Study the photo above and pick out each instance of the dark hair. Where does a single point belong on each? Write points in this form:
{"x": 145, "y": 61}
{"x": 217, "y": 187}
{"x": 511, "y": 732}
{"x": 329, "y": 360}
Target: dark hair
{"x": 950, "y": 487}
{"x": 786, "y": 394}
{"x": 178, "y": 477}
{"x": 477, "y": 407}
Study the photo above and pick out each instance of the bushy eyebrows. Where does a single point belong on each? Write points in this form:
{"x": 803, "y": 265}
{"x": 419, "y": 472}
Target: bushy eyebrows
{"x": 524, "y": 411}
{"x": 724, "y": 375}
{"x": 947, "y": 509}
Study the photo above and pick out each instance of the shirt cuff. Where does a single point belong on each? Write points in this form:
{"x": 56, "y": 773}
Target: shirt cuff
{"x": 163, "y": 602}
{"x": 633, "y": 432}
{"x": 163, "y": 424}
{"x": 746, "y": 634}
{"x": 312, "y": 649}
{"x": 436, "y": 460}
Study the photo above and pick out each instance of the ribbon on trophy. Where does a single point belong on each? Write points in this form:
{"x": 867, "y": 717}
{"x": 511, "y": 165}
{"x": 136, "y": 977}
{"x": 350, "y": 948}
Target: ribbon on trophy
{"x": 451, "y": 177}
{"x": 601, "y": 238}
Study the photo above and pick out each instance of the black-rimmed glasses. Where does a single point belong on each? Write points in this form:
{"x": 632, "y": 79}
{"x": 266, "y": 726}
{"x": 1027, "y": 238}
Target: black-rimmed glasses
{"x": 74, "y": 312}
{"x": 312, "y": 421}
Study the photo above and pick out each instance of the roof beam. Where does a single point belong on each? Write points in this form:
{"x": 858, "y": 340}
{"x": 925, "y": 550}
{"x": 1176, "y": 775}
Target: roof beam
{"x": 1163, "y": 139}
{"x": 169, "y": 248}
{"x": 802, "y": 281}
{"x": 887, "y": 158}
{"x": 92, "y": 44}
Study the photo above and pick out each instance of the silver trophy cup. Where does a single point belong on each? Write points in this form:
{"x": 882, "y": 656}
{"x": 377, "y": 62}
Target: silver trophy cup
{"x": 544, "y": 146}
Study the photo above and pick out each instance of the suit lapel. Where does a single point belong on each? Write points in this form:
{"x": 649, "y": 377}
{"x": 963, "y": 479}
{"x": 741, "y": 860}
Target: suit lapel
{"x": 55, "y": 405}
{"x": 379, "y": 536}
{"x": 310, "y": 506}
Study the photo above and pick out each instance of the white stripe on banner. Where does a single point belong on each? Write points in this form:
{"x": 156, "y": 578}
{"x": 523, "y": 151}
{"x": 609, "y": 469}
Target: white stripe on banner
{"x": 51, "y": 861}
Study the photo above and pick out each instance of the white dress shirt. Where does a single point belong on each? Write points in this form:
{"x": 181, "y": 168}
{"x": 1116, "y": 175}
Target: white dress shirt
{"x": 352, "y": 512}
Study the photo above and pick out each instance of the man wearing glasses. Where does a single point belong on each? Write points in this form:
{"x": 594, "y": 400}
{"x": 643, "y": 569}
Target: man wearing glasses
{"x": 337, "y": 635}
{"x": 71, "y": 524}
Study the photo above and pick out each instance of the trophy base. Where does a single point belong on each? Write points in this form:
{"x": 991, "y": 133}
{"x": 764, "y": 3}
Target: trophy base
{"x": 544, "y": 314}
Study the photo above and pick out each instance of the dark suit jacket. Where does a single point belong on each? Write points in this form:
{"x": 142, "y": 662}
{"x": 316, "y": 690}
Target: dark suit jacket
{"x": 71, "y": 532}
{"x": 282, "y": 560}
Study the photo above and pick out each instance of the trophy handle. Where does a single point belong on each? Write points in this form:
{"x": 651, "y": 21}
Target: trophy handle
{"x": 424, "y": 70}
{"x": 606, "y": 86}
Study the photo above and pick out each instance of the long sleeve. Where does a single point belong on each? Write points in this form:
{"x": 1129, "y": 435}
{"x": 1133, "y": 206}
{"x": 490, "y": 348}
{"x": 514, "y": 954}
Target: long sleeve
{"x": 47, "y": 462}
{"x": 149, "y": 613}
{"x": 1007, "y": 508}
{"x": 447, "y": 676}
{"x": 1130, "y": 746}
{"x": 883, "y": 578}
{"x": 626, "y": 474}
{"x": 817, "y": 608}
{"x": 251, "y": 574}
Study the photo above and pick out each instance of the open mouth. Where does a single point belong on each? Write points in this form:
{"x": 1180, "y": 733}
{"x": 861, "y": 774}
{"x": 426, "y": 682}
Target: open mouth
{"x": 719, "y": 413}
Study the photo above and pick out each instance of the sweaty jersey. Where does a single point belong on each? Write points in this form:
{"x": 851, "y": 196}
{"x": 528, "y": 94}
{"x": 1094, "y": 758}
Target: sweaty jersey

• **Problem details**: For every line in the material, write out an exact copy.

• **Answer space**:
Study the photo above and pick out each instance of the dark hair. Where does a single point belong on each? Write points in this form:
{"x": 145, "y": 61}
{"x": 217, "y": 187}
{"x": 511, "y": 732}
{"x": 329, "y": 360}
Target: dark hair
{"x": 950, "y": 487}
{"x": 786, "y": 394}
{"x": 178, "y": 477}
{"x": 477, "y": 407}
Study the photo above and pick out each instance of the bushy eyebrows. Where does a single point belong on each? Write points in this form:
{"x": 803, "y": 265}
{"x": 419, "y": 472}
Target: bushy eyebrows
{"x": 524, "y": 411}
{"x": 724, "y": 375}
{"x": 947, "y": 509}
Study the photo above and pick out each instance of the shirt cuff. Where does a single point belong on each? Write points in this form:
{"x": 56, "y": 773}
Target: shirt cuff
{"x": 163, "y": 602}
{"x": 633, "y": 432}
{"x": 163, "y": 424}
{"x": 746, "y": 634}
{"x": 312, "y": 649}
{"x": 436, "y": 460}
Study the photo above and pick out each instance of the ribbon on trophy. Where does a single point belong on each? Write points in this form:
{"x": 867, "y": 717}
{"x": 511, "y": 165}
{"x": 136, "y": 977}
{"x": 350, "y": 948}
Target: ribbon on trophy
{"x": 451, "y": 177}
{"x": 601, "y": 238}
Study the photo above and pick out each instance of the black-rimmed glasses. Where does a single point belong on each? Write points in this form:
{"x": 632, "y": 79}
{"x": 266, "y": 726}
{"x": 1027, "y": 238}
Target: black-rimmed glasses
{"x": 74, "y": 312}
{"x": 312, "y": 421}
Study the photo above and pick out each instance of the roof beam. Where does a single point belong on each? Write points in this form:
{"x": 858, "y": 340}
{"x": 925, "y": 550}
{"x": 1176, "y": 775}
Target: roof beam
{"x": 1163, "y": 139}
{"x": 169, "y": 248}
{"x": 802, "y": 281}
{"x": 887, "y": 158}
{"x": 92, "y": 44}
Study the photo above and pick out each instance of the silver trophy cup. Where does a single point belong on each? Write points in this form:
{"x": 882, "y": 656}
{"x": 377, "y": 62}
Target: silver trophy cup
{"x": 544, "y": 146}
Study the photo above and pick out each instance of the suit lapel. Where does a single point belong on each? Write points in this form:
{"x": 649, "y": 377}
{"x": 963, "y": 479}
{"x": 741, "y": 860}
Target: suit lapel
{"x": 55, "y": 405}
{"x": 379, "y": 536}
{"x": 310, "y": 506}
Study the photo above and pick out each instance of the white stripe on banner. Where does a single point belong on each? Write points in this form:
{"x": 156, "y": 578}
{"x": 523, "y": 151}
{"x": 609, "y": 469}
Target: white stripe on banner
{"x": 51, "y": 861}
Study the photo above and pick out each instance of the white dress shirt. Where does a single point belong on each? Write points in this form:
{"x": 181, "y": 168}
{"x": 1116, "y": 175}
Target: white dress shirt
{"x": 352, "y": 512}
Study the photo above and pick out each instance of the man wearing glasses. Where does a single point belong on each? Write points in this form:
{"x": 594, "y": 400}
{"x": 643, "y": 569}
Target: man wearing glasses
{"x": 337, "y": 635}
{"x": 71, "y": 524}
Study the photo above and pick out each instance of the trophy base. Where does a single point belong on each? Write points in this form:
{"x": 991, "y": 133}
{"x": 764, "y": 3}
Target: trophy base
{"x": 544, "y": 314}
Study the photo above and pick out each instance of the dark suit jacket. Where does a single point belong on each? Write points in this form:
{"x": 142, "y": 662}
{"x": 316, "y": 690}
Target: dark suit jacket
{"x": 71, "y": 532}
{"x": 282, "y": 560}
Study the photo above and pick out each instance of the trophy handle. Where does a single point belong on each? Write points in this form:
{"x": 651, "y": 21}
Target: trophy handle
{"x": 424, "y": 70}
{"x": 606, "y": 86}
Study the photo above and pick out each instance of the long sleeve. Where does a single point belong on each? Write points in this form:
{"x": 1129, "y": 435}
{"x": 1133, "y": 206}
{"x": 490, "y": 348}
{"x": 514, "y": 954}
Target: long sleeve
{"x": 47, "y": 462}
{"x": 149, "y": 613}
{"x": 1007, "y": 508}
{"x": 447, "y": 676}
{"x": 1130, "y": 746}
{"x": 883, "y": 578}
{"x": 626, "y": 474}
{"x": 817, "y": 608}
{"x": 251, "y": 574}
Study the photo above and pick out each instance of the open mouth. Where does a single point belong on each? Write points in this form:
{"x": 1180, "y": 733}
{"x": 861, "y": 774}
{"x": 426, "y": 682}
Target: open mouth
{"x": 719, "y": 413}
Study the photo above and pick out each instance of the sweaty jersey. Where does a single point belong on each? Write points in this form:
{"x": 851, "y": 196}
{"x": 528, "y": 94}
{"x": 1094, "y": 758}
Target: sweaty jersey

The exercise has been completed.